課題要件: 以下の記録で、「Target: cloudy sky」を含む行から「[[[0,242],[14,242],[17,243],[17,239],[10,231],[6,225],[0,223]]]」を含む行まで（両端を含む）を、空行を除いて番号付きリストに並べてもらえますか？画像は回答に含めないでください。

記録データ:
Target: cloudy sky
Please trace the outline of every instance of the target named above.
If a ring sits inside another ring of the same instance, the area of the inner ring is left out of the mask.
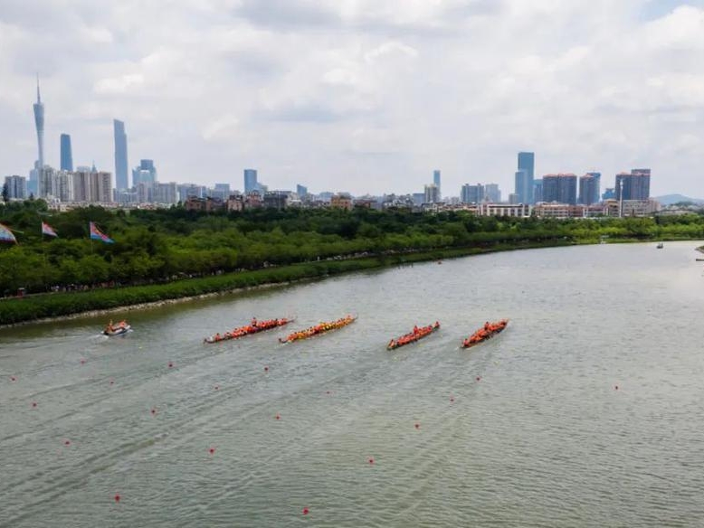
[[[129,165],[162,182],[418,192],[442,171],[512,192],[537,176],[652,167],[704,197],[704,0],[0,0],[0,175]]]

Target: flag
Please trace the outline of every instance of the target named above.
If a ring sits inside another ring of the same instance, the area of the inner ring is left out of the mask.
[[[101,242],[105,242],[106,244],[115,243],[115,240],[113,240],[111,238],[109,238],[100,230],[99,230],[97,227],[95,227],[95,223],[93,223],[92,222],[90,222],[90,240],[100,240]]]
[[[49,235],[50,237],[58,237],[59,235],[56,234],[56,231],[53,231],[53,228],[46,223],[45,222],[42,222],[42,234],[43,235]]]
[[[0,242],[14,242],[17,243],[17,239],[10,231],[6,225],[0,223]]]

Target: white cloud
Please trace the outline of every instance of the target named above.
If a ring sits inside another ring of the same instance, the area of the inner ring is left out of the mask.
==
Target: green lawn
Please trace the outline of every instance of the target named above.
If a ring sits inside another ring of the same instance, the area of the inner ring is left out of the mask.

解答:
1. Target: cloudy sky
2. Please trace the outline of every instance of the target named above.
3. If a ring sits inside another ring of the same instance, the area of the inner ring is left out of the mask.
4. [[[129,165],[162,182],[418,192],[442,171],[512,192],[537,176],[652,167],[704,197],[704,0],[0,0],[0,175]]]
5. Target: flag
6. Please trace the outline of every instance of the target named above.
7. If a ring sits inside another ring of the same instance, the area of the inner ring is left out of the mask.
8. [[[101,242],[105,242],[106,244],[115,243],[115,240],[113,240],[111,238],[109,238],[100,230],[99,230],[97,227],[95,227],[95,223],[93,223],[92,222],[90,222],[90,240],[100,240]]]
9. [[[49,235],[50,237],[58,237],[59,235],[56,234],[56,231],[53,231],[53,228],[46,223],[45,222],[42,222],[42,234],[43,235]]]
10. [[[0,242],[14,242],[17,243],[17,239],[10,231],[6,225],[0,223]]]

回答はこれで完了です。